**DONNÉES D'ENTRÉE:**
————

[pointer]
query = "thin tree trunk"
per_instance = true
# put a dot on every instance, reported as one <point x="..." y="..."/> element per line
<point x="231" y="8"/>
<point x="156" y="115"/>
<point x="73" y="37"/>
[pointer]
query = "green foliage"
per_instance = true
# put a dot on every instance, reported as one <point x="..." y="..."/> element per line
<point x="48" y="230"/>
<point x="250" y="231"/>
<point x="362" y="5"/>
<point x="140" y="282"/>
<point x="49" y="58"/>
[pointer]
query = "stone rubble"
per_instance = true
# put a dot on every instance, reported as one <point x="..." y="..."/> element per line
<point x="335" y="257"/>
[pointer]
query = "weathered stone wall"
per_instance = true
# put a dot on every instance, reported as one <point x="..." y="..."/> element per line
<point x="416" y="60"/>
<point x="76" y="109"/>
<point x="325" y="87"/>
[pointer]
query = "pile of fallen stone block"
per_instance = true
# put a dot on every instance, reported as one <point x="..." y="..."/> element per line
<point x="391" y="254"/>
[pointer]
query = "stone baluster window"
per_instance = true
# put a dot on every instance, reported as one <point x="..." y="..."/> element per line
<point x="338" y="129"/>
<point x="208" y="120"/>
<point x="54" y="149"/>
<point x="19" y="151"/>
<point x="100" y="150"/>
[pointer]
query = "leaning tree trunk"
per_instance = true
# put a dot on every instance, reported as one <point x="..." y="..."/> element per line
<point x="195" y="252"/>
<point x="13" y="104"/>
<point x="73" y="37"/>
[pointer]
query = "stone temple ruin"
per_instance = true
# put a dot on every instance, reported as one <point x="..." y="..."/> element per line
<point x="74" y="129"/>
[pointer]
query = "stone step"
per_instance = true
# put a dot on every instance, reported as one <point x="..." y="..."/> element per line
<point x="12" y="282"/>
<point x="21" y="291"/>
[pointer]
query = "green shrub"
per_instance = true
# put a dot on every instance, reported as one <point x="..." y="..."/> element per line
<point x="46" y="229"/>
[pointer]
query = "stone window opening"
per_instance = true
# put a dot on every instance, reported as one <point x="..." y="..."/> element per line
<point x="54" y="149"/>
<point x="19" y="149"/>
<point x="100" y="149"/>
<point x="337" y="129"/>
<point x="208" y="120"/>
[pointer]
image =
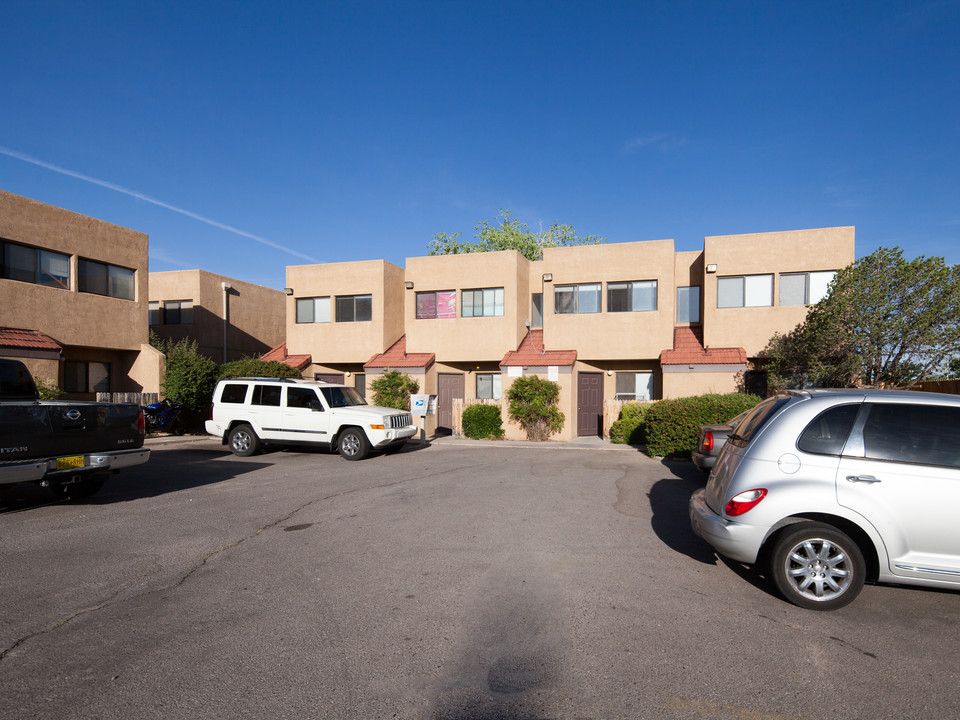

————

**TÂCHE À RÉALISER:**
Repérez chaque ligne des entrées qui contient la chaîne « query » et recopiez-la telle quelle. Tenez compte de la casse.

**RÉPONSE ÉCRITE:**
query = "thin tree trunk"
query = "green foliage"
query = "stone rubble"
query = "weathered stone wall"
query = "pile of fallen stone block"
query = "stone baluster window"
query = "leaning tree trunk"
query = "stone temple ruin"
query = "stone step"
query = "green shrub"
query = "stone window opening"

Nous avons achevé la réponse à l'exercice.